• _Available data_
::::::

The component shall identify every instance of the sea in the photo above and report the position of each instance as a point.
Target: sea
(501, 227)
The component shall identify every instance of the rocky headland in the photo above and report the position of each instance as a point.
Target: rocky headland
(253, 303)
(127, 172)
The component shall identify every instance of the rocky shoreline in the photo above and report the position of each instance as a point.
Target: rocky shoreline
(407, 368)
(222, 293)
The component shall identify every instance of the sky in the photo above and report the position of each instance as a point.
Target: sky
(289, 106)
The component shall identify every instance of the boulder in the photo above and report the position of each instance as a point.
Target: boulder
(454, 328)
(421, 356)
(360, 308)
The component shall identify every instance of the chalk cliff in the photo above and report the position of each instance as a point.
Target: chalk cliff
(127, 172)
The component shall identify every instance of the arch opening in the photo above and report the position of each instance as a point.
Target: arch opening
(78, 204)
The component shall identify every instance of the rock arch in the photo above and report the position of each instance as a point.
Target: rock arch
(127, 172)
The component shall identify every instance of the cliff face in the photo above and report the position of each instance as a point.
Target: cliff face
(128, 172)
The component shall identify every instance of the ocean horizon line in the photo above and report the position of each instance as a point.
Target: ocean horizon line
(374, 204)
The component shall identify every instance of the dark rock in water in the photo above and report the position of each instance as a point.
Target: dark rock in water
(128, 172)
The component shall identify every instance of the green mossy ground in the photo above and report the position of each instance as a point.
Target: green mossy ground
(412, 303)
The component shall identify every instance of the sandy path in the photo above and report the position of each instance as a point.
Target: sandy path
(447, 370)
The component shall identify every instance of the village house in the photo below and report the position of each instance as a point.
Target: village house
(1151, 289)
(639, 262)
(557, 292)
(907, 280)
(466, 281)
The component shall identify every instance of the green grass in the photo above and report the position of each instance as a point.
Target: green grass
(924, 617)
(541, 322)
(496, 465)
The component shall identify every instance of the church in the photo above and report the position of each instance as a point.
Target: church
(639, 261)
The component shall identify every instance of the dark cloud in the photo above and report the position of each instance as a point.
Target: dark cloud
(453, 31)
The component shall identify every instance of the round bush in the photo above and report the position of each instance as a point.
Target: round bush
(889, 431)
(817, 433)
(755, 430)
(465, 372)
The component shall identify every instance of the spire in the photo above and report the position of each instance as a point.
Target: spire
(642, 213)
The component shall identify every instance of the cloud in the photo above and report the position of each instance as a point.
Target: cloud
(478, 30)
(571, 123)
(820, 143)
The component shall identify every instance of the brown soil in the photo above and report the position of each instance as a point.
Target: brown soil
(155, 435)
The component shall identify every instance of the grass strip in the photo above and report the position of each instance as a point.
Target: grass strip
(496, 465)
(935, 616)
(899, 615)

::::::

• _Stated problem_
Using the data above, output each line exactly.

• _Full solution_
The component shall identify every instance of the sea in the photo above and report the position of each instance as a point.
Target: sea
(501, 227)
The component shall identify every instance of the rocky headland in the photo above and report the position of each instance as a point.
Target: rocky headland
(253, 303)
(127, 172)
The component shall identify every instance of the rocky shoreline in the photo above and report the position of each instance as a point.
Target: rocky shoreline
(407, 368)
(222, 293)
The component shall identify every instance of the sky in the photo above and report the position of each instance as a point.
Target: sky
(289, 106)
The component shall identify every instance of the boulder in the photo above and report the position of each instance as a point.
Target: boulder
(454, 328)
(421, 356)
(360, 308)
The component shall identify every instance of the chalk cliff in the photo above and report the position of each instance as a point.
Target: chalk cliff
(127, 172)
The component shall identify every instance of the arch opening in the photo above and report the position of each instance as a point.
Target: arch opening
(78, 204)
The component shall identify every instance of the rock arch in the photo above and report the position of each instance as a point.
Target: rock arch
(127, 172)
The component shall identify every instance of the cliff face in the photo above and report the position of each instance as a point.
Target: cliff face
(128, 172)
The component shall identify every instance of the ocean horizon line in the photo above and report the position of each instance as a point.
Target: ocean horizon line
(374, 204)
The component shall identify every instance of the dark rock in water in the photo above and report the position of each instance as a point.
Target: dark rock in water
(128, 172)
The component shall identify every instance of the green mossy ground in the photo above and report the position of each instance as a point.
Target: green mossy ground
(412, 303)
The component shall identify every instance of the sandy path in the photo above and report the position of each instance as a point.
Target: sandy path
(447, 370)
The component shall identify every instance of the village house in the photo below and report the position of each instance as a point.
Target: village house
(1151, 289)
(639, 262)
(557, 292)
(907, 280)
(466, 281)
The component shall identify every instance of the green grass in the photo above and report the position of each instance as a point.
Target: green grass
(924, 617)
(541, 322)
(496, 465)
The component shall identify every instance of the church in the photo above and report the position of each instance as a point.
Target: church
(639, 261)
The component shall identify every instance of the dark cloud in the photo above and report the position of each instance as a point.
Target: dark cloud
(453, 31)
The component shall identify every instance of the round bush in the photo above and report the position of each instance as a point.
Target: round bush
(889, 431)
(817, 433)
(755, 430)
(465, 372)
The component shall identify every instance of the spire in the photo above and report the position of each instance as a point.
Target: spire
(642, 213)
The component shall identify every instance of the cloud in the photo above and report the position of each instance as a point.
Target: cloud
(478, 30)
(571, 123)
(820, 143)
The component shall identify every instance of the brown soil in the photo above and report the position of each instance as a point.
Target: brown soil
(155, 435)
The component shall identify every instance of the grass strip in the photo above and report the position of each instance as a point.
Target: grass strip
(496, 465)
(935, 616)
(899, 615)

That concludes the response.